## Task brief:
Leave out the pictures and return every entry exactly as it appears.

## Natural-language object grounding data:
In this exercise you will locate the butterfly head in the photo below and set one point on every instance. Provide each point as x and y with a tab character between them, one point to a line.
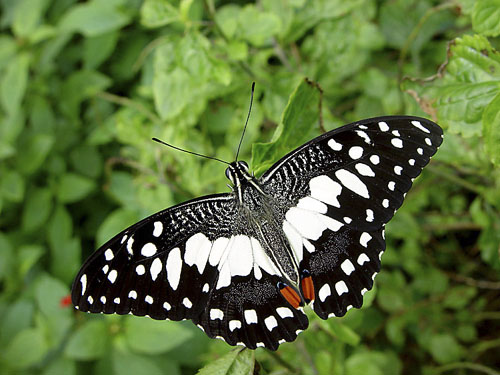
237	171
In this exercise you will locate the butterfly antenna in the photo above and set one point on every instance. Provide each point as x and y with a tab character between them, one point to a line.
246	122
189	152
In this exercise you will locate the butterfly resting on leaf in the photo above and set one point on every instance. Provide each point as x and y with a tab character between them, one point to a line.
242	265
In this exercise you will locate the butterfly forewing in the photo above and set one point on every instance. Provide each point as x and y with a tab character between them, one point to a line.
222	260
341	189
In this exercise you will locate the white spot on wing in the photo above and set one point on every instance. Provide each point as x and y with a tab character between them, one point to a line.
311	204
155	268
158	229
112	276
284	312
216	314
217	251
369	215
335	146
174	267
364	170
326	190
347	267
324	292
250	316
240	256
364	238
294	239
234	324
362	259
383	126
198	249
419	125
396	142
355	152
83	280
352	182
108	254
148	250
271	323
375	159
186	302
140	270
341	287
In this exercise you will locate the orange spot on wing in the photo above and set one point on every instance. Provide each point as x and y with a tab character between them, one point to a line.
291	296
307	289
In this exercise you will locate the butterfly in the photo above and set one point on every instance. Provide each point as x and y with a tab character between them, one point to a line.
242	265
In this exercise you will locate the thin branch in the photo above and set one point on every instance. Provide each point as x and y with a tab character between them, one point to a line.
464	365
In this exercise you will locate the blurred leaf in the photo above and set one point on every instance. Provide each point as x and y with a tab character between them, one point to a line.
444	348
98	49
491	130
37	148
12	186
144	335
94	18
37	209
27	348
89	342
125	363
17	317
13	83
114	223
486	17
28	256
73	187
27	16
236	362
157	13
298	120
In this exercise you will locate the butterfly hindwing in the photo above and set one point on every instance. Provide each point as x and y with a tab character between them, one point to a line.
339	191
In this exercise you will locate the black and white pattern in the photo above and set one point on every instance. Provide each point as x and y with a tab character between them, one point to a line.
242	265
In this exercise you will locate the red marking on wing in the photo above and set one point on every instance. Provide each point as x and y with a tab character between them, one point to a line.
291	296
307	289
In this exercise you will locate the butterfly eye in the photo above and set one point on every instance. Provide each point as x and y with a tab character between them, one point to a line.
243	164
229	175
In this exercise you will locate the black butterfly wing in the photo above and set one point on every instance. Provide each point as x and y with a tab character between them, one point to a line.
197	261
337	193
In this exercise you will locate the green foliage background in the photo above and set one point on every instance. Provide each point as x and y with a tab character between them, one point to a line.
85	85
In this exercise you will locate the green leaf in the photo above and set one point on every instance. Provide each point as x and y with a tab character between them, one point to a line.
12	186
172	92
297	123
145	335
89	342
127	363
486	17
94	18
73	187
444	348
37	209
13	84
27	348
28	256
114	223
257	27
236	362
36	147
491	130
27	16
97	49
157	13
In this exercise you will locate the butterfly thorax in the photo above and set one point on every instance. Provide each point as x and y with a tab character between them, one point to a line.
260	210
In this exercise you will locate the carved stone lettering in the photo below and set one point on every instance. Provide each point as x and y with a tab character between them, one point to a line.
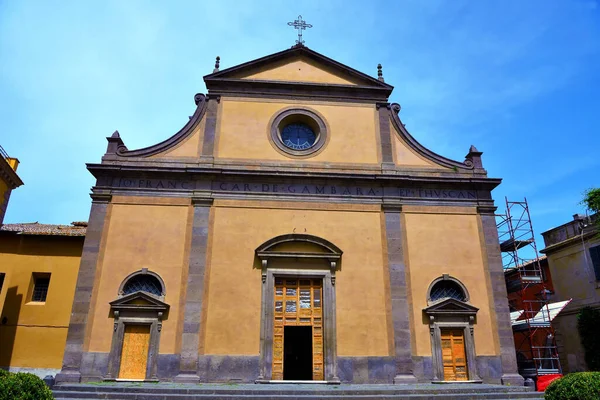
161	184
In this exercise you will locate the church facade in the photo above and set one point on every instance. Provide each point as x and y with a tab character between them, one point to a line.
292	230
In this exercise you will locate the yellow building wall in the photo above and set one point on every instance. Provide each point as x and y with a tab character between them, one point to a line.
244	126
573	275
447	242
3	190
35	333
234	289
152	236
299	69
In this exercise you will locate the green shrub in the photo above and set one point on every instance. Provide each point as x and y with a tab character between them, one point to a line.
588	324
576	386
22	386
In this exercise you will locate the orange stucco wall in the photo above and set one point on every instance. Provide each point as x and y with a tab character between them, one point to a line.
34	334
447	241
160	231
234	290
244	125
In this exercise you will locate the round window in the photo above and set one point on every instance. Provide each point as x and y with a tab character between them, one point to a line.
298	136
298	132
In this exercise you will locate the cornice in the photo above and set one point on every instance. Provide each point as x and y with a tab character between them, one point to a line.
9	175
102	170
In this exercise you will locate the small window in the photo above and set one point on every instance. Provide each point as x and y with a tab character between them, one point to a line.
447	289
41	283
143	283
595	256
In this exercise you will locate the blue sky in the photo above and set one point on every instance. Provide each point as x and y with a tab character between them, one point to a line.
518	79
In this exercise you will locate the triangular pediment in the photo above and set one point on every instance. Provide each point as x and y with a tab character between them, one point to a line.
139	300
450	306
300	69
297	66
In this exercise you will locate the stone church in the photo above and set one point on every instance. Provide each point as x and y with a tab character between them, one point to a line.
292	230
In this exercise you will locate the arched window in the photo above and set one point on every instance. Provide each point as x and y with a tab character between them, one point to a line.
447	287
143	281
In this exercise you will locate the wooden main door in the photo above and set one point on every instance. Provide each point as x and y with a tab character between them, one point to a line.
298	303
134	356
453	355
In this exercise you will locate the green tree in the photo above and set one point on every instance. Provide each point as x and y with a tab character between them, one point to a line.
588	325
591	199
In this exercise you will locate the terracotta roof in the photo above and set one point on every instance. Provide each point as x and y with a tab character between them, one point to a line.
77	228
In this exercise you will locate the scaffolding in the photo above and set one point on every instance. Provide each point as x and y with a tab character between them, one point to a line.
535	342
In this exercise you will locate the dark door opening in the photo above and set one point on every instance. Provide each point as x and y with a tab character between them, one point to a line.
297	353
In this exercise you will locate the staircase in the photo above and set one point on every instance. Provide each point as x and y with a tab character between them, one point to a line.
174	391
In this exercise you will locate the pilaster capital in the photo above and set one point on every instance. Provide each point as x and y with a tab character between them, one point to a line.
202	201
101	197
391	206
486	209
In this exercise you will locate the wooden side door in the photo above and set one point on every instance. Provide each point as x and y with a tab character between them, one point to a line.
298	302
134	356
454	355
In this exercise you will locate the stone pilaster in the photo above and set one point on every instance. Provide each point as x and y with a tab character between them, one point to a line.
210	129
71	368
387	156
188	364
398	294
510	375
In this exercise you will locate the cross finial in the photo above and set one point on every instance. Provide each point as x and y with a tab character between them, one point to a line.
301	25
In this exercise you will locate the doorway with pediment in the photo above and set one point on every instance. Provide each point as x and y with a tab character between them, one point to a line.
298	341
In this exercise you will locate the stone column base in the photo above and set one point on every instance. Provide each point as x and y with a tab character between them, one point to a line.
67	376
186	378
404	379
513	380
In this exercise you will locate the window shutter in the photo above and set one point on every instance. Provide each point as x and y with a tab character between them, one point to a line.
595	255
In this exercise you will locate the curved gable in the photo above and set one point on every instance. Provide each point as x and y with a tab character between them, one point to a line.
409	152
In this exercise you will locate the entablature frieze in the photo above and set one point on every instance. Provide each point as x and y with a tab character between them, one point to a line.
390	191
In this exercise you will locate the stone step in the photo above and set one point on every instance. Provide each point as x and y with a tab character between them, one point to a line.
307	397
166	391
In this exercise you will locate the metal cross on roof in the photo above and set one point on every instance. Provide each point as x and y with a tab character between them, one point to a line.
301	25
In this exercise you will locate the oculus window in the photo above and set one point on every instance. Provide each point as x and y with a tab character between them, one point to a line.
298	136
143	283
447	289
298	132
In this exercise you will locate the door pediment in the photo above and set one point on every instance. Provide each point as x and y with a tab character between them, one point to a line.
139	301
450	307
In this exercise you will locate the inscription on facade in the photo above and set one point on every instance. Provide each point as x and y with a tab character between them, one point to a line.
155	184
335	190
298	189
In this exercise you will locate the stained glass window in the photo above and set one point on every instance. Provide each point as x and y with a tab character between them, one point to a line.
447	290
143	283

## Task answer:
In this exercise you will locate the butterfly head in the photo below and set one point on every instance. Provide each point as x and y with a tab character between them, one point to a line.
237	171
In this exercise you will locate the butterfly antenna in the photo above and set one point on every instance. Provide each point as x and y with a tab character between them, one point to a line.
246	122
189	152
In this exercise you will locate the butterfly resting on leaf in the photo above and set one point on every instance. Provide each point as x and y with a tab character between them, one point to a line.
242	265
In this exercise you will locate the butterfly forewing in the photo above and set one point on every instance. Provide each point as x and y with a tab character between them, one point to a line.
222	260
341	189
In this exercise you will locate the white spot on wing in the photo above and set one point on every instance. Provide each point as x and y with a tab character between them, one point to a line.
311	204
155	268
158	229
112	276
284	312
216	314
217	251
369	215
335	146
174	267
364	170
326	190
347	267
324	292
250	316
240	256
364	238
294	239
234	324
362	259
383	126
198	249
419	125
396	142
355	152
83	280
352	182
108	254
148	250
271	323
375	159
186	302
140	270
341	287
In this exercise you will locate the orange spot on wing in the photo above and set one point on every instance. Provide each point as x and y with a tab character between them, one point to a line.
291	296
307	289
In this exercise you will locate the butterfly in the photo above and set one point on every instance. Provide each point as x and y with a tab character between them, one point to a line.
242	265
In this exercise you will locate the thin branch in the photo above and set one point on every instance. Provide each point as x and y with a tab character between them, one point to a line.
464	365
In this exercise you will locate the blurred leaf in the photo above and set one point on every instance. Provide each point as x and y with a tab character between them, one point to a line.
444	348
98	49
491	130
37	148
12	186
144	335
94	18
37	209
27	348
89	342
125	363
17	317
13	83
114	223
486	17
28	256
73	187
27	16
236	362
157	13
298	120
In this exercise you will locate the butterfly hindwing in the photo above and set one point on every instance. Provide each point as x and y with a tab character between them, one point to a line.
339	191
In this exercise you will locate the black and white pattern in the photo above and set one point on every instance. Provide each point as x and y with a tab character between them, one point to a line.
242	265
In this exercise you will locate the red marking on wing in the photo above and set one point on every instance. Provide each point as x and y with a tab character between them, one point to a line.
291	296
307	289
In this exercise you will locate the butterfly eye in the photo above and set one point on every instance. Provide each point as x and y with a tab character between them, one point to a line.
243	164
229	175
In this exercise you will locate the black butterfly wing in the photo above and set one point on every instance. Provide each point as x and y with a tab character between them, one point to a line.
197	261
337	193
In this exercise you will locate the green foliage background in the photo above and set one point on every instance. Provide each point as x and y with a tab character between them, one point to a line.
85	85
In this exercise you will locate the green leaf in the photo above and set one point on every instance. Provide each point as x and y with a tab character between them, one point to a line.
12	186
172	92
297	123
145	335
89	342
127	363
486	17
94	18
73	187
444	348
37	209
13	84
27	348
28	256
114	223
257	27
236	362
36	147
491	130
27	16
97	49
157	13
In this exercise you will locate the butterfly thorax in the photo above and set one point on every instance. Provide each point as x and y with a tab character between them, one point to a line.
260	210
In this exercise you will locate the carved stone lettering in the photo below and set one point on every instance. Provide each point as x and y with a tab character between them, one point to a line.
161	184
In this exercise you will locate the church facade in the photo above and set one point on every instance. Provide each point as x and y with a tab character between them, one point to a line.
292	230
In this exercise you will locate the yellow building wall in the photo above and set one point on every instance. Provide each point as x and y with a tab character between them, one point to a line.
244	126
573	275
447	242
3	190
35	333
234	289
152	236
299	69
In this exercise you will locate the green shrub in the photo above and set one point on every instance. Provide each point as x and y with a tab character between them, one point to a line.
588	324
576	386
22	386
In this exercise you will locate the orange stucco wall in the photo above and set one point on every instance. Provide each point as x and y with a tab character between them, one point to a line.
34	334
447	241
160	231
234	290
244	125
In this exercise you will locate the round window in the photo above and set one point on every instance. Provide each point as x and y with a tab character between them, one point to a line.
298	136
298	132
In this exercise you will locate the cornice in the photo above and set one point on every instance. Provide each point as x and y with a tab character between them, one point to a line.
9	175
102	170
In this exercise you will locate the small window in the photo above and set one point on every instance. Provide each point as x and y with a tab character between them, one point to a line.
447	289
41	283
143	283
595	256
In this exercise you will locate the blue sky in the photo above and set one point on every instance. Provide each point as x and y with a tab character between them, one point to a line.
518	79
In this exercise you will locate the triangular pediment in the photo above and set one point on every instance. Provide each point as x and y with a tab character between them, one point to a line.
139	300
450	306
300	69
297	66
In this exercise you will locate the stone church in the photo above and set one point on every instance. Provide each point as x and y with a tab character between them, one point to a line.
292	230
In this exercise you will locate the arched window in the photo above and set one point on every instance. Provide each point as x and y with a tab character between them, one point to a line.
447	287
143	281
In this exercise you will locate the wooden main door in the photo above and set one point on every instance. Provide each point as x and y with a tab character between them, one point to a line.
298	303
134	356
453	355
In this exercise you will locate the green tree in the photo above and set one point on every instance. Provide each point as x and y with a tab character between them, one point to a line.
588	325
591	199
In this exercise you will locate the terracotta roof in the photo above and set one point on every instance. Provide each point as x and y with a tab character between them, one point to a line.
77	228
In this exercise you will locate the scaffolding in the photo above and set one point on every instance. Provide each point as x and y with a tab character between them, one point to a line.
535	342
In this exercise you will locate the dark door opening in the photo above and set one point on every instance. Provide each point as x and y with a tab character between them, one point to a line.
297	353
In this exercise you will locate the staircase in the photo above and set one point on every instance. Provide each point as x and y with a tab character between them, one point to a line.
174	391
In this exercise you will locate the pilaster capital in the photo above and set one point on every instance. Provide each point as x and y with a tab character between them, one point to a line.
202	201
101	197
391	206
486	209
In this exercise you will locate the wooden side door in the photo above and set one point on every instance. Provide each point as x and y with a tab character between them, one point to a line.
298	302
134	356
454	355
In this exercise you will locate the stone pilaster in the photo above and set one point on every instance. Provide each point as x and y with a tab character between them, one point to a line.
210	129
71	368
387	156
188	364
398	294
510	375
In this exercise you will locate the cross finial in the photo above and set one point on every instance. Provide each point as x and y with a tab character between them, one point to a line.
301	25
In this exercise you will locate the doorway with pediment in the photo above and set one point on every instance. Provide each point as x and y with a tab character between them, one point to a line.
298	341
In this exercise you will locate the stone column base in the photo above and set one point on every instance. Provide each point as x and y with a tab character between them, one point to a line.
67	376
186	378
404	379
513	380
In this exercise you will locate the window shutter in the photo above and set one point on every instance. Provide each point as x and y with a tab character between them, one point to a line.
595	255
In this exercise you will locate the curved gable in the photo above and set one point on every instance. Provide each point as x and y with a tab character between them, one point to a line.
409	152
In this exercise you will locate the entablature frieze in the photo above and set one point on every instance. Provide each point as x and y with a tab character between them, one point to a line.
390	191
In this exercise you will locate the stone step in the photo above and set one point on every instance. Provide each point as x and y with a tab character between them, one point to a line.
307	397
166	391
In this exercise you will locate the metal cross on roof in the photo above and set one point on every instance. Provide each point as x and y with a tab character between them, one point to a line.
301	25
In this exercise you will locate the oculus window in the photo above and set one point on every instance. Provide each point as x and y with a tab character between them, one point to a line.
298	136
143	283
447	289
298	132
In this exercise you will locate the door pediment in the photo above and set one point on every instance. Provide each point as x and y with a tab character between them, one point to a line.
139	301
450	307
In this exercise you will locate the inscription on facade in the photo above and set one point on every instance. Provide each point as x and y with a tab character between them, one point to a line.
155	184
335	190
298	189
In this exercise you will locate the stained glass window in the photo above and set one point on every instance. Provide each point as x and y with a tab character between them, one point to a line.
447	290
143	283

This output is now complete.